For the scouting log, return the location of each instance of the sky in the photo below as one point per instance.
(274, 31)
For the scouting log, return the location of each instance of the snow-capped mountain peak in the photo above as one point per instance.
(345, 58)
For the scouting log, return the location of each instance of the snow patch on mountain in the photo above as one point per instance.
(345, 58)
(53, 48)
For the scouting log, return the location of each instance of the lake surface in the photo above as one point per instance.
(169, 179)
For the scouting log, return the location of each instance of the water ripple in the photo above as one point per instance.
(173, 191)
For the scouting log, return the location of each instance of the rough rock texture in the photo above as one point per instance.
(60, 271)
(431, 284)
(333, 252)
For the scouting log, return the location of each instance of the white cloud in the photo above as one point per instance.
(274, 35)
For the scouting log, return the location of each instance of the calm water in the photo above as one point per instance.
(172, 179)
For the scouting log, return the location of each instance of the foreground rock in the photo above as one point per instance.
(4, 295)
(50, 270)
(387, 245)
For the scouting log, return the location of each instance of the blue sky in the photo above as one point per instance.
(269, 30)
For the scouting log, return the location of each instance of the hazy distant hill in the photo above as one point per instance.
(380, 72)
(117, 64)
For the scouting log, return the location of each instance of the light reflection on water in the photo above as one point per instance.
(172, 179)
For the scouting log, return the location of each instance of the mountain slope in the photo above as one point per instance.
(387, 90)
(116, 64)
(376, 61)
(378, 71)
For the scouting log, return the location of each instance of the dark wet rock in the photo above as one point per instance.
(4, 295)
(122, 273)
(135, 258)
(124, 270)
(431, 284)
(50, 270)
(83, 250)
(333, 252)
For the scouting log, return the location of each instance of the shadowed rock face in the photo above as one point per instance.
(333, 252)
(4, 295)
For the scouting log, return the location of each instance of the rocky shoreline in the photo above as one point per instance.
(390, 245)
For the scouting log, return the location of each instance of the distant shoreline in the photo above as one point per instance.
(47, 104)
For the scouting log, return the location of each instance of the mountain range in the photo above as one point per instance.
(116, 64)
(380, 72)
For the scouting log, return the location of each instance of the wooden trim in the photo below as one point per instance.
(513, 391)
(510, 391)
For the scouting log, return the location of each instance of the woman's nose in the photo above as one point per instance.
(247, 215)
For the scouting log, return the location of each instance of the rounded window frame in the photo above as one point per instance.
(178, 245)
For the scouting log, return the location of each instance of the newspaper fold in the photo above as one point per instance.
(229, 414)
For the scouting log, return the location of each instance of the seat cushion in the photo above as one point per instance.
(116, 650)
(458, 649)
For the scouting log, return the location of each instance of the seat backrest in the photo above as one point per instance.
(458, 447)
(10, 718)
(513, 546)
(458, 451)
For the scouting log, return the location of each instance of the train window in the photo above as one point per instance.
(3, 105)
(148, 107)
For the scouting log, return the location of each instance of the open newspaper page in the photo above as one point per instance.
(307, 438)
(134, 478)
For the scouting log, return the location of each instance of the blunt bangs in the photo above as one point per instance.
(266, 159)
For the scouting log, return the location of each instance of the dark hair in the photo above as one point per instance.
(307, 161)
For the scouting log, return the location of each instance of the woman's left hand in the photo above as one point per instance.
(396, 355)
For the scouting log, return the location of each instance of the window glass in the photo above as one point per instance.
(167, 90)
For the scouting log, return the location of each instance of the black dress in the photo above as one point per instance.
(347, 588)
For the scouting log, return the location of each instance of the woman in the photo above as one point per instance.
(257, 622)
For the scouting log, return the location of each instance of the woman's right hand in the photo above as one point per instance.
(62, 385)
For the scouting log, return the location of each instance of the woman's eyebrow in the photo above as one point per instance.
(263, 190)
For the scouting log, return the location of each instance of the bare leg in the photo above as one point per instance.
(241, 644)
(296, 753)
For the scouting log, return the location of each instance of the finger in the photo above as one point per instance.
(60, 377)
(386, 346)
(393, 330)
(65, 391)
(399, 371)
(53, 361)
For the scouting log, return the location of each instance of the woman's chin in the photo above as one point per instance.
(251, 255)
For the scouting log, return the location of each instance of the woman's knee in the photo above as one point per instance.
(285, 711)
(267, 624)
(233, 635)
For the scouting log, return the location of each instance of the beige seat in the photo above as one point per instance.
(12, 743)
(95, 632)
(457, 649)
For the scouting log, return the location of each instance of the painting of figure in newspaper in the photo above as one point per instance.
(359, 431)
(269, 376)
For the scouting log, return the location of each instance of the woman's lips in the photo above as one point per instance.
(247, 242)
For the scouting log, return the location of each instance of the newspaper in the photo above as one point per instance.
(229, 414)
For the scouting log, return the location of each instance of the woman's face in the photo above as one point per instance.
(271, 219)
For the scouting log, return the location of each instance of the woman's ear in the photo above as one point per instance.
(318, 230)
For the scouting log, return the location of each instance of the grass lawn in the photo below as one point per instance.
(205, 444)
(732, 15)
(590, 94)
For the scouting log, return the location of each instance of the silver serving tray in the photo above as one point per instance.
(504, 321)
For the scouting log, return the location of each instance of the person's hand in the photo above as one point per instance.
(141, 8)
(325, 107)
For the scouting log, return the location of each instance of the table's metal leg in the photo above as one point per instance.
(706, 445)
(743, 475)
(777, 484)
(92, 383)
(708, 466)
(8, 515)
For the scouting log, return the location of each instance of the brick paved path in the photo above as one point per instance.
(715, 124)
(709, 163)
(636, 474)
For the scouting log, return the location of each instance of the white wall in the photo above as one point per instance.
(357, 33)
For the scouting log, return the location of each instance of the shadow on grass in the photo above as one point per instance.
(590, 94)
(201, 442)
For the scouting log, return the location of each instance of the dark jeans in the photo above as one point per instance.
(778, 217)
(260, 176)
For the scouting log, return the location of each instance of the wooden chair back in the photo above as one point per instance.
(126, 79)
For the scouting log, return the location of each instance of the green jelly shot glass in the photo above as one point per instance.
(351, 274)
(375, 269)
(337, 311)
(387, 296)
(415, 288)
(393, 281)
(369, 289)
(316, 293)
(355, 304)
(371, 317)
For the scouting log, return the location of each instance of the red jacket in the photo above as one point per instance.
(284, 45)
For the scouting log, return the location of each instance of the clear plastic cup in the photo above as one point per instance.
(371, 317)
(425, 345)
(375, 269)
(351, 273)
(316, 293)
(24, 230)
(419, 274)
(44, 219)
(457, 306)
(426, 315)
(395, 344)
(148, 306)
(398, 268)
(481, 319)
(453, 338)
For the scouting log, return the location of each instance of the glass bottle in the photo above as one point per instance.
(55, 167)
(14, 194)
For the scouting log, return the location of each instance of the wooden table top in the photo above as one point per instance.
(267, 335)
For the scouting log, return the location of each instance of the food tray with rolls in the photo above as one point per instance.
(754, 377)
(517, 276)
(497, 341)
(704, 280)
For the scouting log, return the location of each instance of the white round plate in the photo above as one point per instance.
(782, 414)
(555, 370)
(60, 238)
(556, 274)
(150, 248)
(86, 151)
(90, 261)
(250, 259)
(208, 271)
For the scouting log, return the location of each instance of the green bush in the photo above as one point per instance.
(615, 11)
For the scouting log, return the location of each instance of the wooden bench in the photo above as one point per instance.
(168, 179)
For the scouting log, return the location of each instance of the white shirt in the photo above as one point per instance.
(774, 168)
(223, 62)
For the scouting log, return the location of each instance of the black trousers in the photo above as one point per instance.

[Task to carry out]
Take the lines above and retype all of them exactly.

[Expected output]
For the scouting log, return the location of each instance of the sky in the photo below as one point per instance.
(274, 31)
For the scouting log, return the location of each instance of the snow-capped mountain peak in the photo above as one point per instance.
(345, 58)
For the scouting log, return the location of each instance of the snow patch on mountain in the photo above as one point per instance.
(345, 58)
(53, 48)
For the scouting log, return the location of each instance of the lake surface in the photo above as one point per instance.
(169, 179)
For the scouting log, return the location of each instance of the water ripple in the photo above as one point per instance.
(173, 191)
For the scouting log, return the location of each instance of the rough rock texture in the photo above as one point per instance.
(60, 271)
(431, 284)
(333, 252)
For the scouting log, return the location of each instance of the white cloud in the photo above as one point per instance.
(274, 35)
For the scouting log, return the location of each instance of the calm water in the photo above as one point per instance.
(172, 179)
For the scouting log, return the location of each instance of the foreground rock in the photo above as one point per instance.
(4, 295)
(50, 270)
(387, 245)
For the scouting log, return the location of each instance of the blue sky in the photo above as one point per instance.
(269, 30)
For the scouting log, return the location of each instance of the hazy distant hill in the photo above as one point per instance.
(380, 72)
(117, 64)
For the scouting log, return the location of each instance of the light reflection on water in the photo above as one point per instance.
(172, 179)
For the scouting log, return the location of each instance of the mountain slope in the photo above as one point per instance.
(387, 90)
(116, 64)
(376, 61)
(378, 71)
For the scouting log, return the location of each instance of the dark wet rock in the photo above as one point per instance.
(4, 295)
(122, 273)
(135, 258)
(124, 270)
(431, 284)
(50, 270)
(83, 250)
(333, 252)
For the scouting log, return the location of each instance of the shadowed rock face in the photo above as one point per instance.
(333, 252)
(4, 295)
For the scouting log, return the location of each instance of the rocky shoreline in the photo above as one point per instance.
(390, 245)
For the scouting log, return the location of each instance of the distant shoreline in the photo above as one point per instance.
(47, 104)
For the scouting log, return the location of each instance of the mountain range in the photo above as one point per instance.
(116, 64)
(380, 72)
For the scouting log, return the location of each instance of the wooden trim in the photo below as one point per instance.
(513, 391)
(510, 391)
For the scouting log, return the location of each instance of the woman's nose in the photo above as one point per instance.
(247, 215)
For the scouting log, return the location of each instance of the rounded window frame in the photo above as one point per instance.
(178, 245)
For the scouting log, return the location of each instance of the newspaper fold in the photo above as one point per instance.
(229, 414)
For the scouting log, return the location of each instance of the seat cushion in the photo above as one point per instance.
(116, 650)
(458, 649)
For the scouting log, return the location of each instance of the seat backrest in the photo above as one point per instance.
(458, 447)
(10, 718)
(513, 546)
(458, 451)
For the scouting log, return the location of each instance of the train window in the photo above as one point per instance.
(3, 105)
(148, 107)
For the scouting log, return the location of each instance of the open newspaper page in the photo above as one point per instance.
(307, 438)
(134, 478)
For the scouting log, return the location of each instance of the blunt bangs in the photo above as one point per instance.
(266, 159)
For the scouting log, return the location of each instance of the dark hair in the photo above as one point per instance.
(307, 161)
For the scouting log, return the location of each instance of the woman's left hand in the photo above as one point per instance.
(396, 355)
For the scouting log, return the location of each instance of the window glass in the photo above as one point per instance.
(167, 90)
For the scouting log, return the location of each instance of the black dress in the photo above as one point per instance.
(347, 588)
For the scouting log, return the location of each instance of the woman in the photo above as one point per instance.
(257, 622)
For the scouting log, return the location of each instance of the woman's right hand in the photo above as one point per instance.
(62, 385)
For the scouting log, return the location of each instance of the woman's eyebrow in the photo above as one point per instance.
(263, 190)
For the scouting log, return the location of each instance of the bare leg in the photo above as one point per instance.
(241, 644)
(296, 753)
For the scouting log, return the location of each instance of the finger in the photo above as one point per instance.
(60, 377)
(386, 346)
(393, 330)
(65, 391)
(399, 371)
(53, 361)
For the scouting log, return the location of each instance of the woman's chin in the photo above as one point per instance.
(251, 255)
For the scouting log, return the location of each instance of the woman's knee in the photo above as one point per instance.
(285, 711)
(267, 624)
(233, 635)
For the scouting log, return the location of each instance of the beige seat in the photo above as one point per instance.
(12, 743)
(95, 632)
(457, 649)
For the scouting log, return the location of each instance of the painting of figure in newspaper in the photo above as one point per instance.
(359, 431)
(269, 376)
For the scouting log, return the location of each instance of the woman's lips in the photo above as one point per instance.
(247, 242)
For the scouting log, return the location of each instance of the newspaper in the photo above as one point per instance.
(229, 414)
For the scouting log, return the location of each instance of the woman's face in the photo above as one point per instance.
(271, 219)
For the scouting log, return the location of each instance of the woman's ear in the photo above as one point per instance.
(318, 230)
For the scouting log, return the location of each instance of the grass lawn in the photo below as one point per instance.
(205, 444)
(732, 15)
(590, 94)
For the scouting log, return the location of each instance of the silver serving tray in the photo above as one point per instance.
(504, 321)
For the scouting log, return the location of each instance of the person's hand in the photo above as one point per instance.
(141, 8)
(325, 107)
For the scouting log, return the location of each instance of the table's metal leg in the photo above as one point per instance.
(706, 445)
(743, 475)
(777, 484)
(92, 383)
(708, 466)
(8, 515)
For the scouting log, return the location of each instance of the brick paved path in the photo above as one point per instance.
(715, 124)
(709, 163)
(636, 474)
For the scouting log, return the location of each instance of the white wall in the photo above as one point per instance.
(357, 33)
For the scouting log, return the location of each instance of the shadow on grass in the photo above as one point per instance.
(590, 94)
(201, 442)
For the scouting log, return the location of each instance of the dark jeans in the photo above as one point per instance.
(778, 217)
(260, 176)
For the scouting log, return the location of each instance of the wooden chair back in the photo above as one point per instance.
(126, 79)
For the scouting log, return the location of each instance of the green jelly shot glass in the photo above as one point per instance.
(351, 274)
(375, 269)
(337, 311)
(387, 296)
(415, 288)
(393, 281)
(369, 289)
(316, 293)
(355, 304)
(371, 317)
For the scouting log, return the location of each instance of the red jacket in the photo above as one point per instance.
(284, 45)
For the scouting log, return the location of each instance of the clear plastic cup in the photo above as one point per instance.
(371, 317)
(425, 345)
(375, 269)
(351, 273)
(316, 293)
(24, 230)
(419, 274)
(44, 219)
(457, 306)
(426, 315)
(395, 344)
(148, 306)
(398, 268)
(481, 319)
(453, 338)
For the scouting log, return the location of each instance of the glass bottle in the photo above as one point per instance.
(55, 167)
(14, 194)
For the scouting log, return the location of each instance of the wooden table top in the photo above as one point per instance.
(267, 335)
For the scouting log, return the location of each instance of the food tray with rolls in the photo above as one point per instance.
(754, 377)
(517, 276)
(497, 341)
(704, 280)
For the scouting log, return the location of each instance of the white round plate in the photo above as one point per instance.
(782, 414)
(555, 370)
(60, 238)
(556, 274)
(150, 248)
(86, 151)
(90, 261)
(250, 259)
(208, 271)
For the scouting log, return the location of each instance of the green bush in the photo above as one point per instance.
(615, 11)
For the scouting log, return the location of each instance of the wooden bench in the photo above as one point per instance.
(168, 179)
For the scouting log, return the location of each instance of the white shirt in the photo above as one point per instance.
(774, 168)
(223, 62)
For the scouting log, return the location of each instance of the black trousers in the photo above as one point per instance.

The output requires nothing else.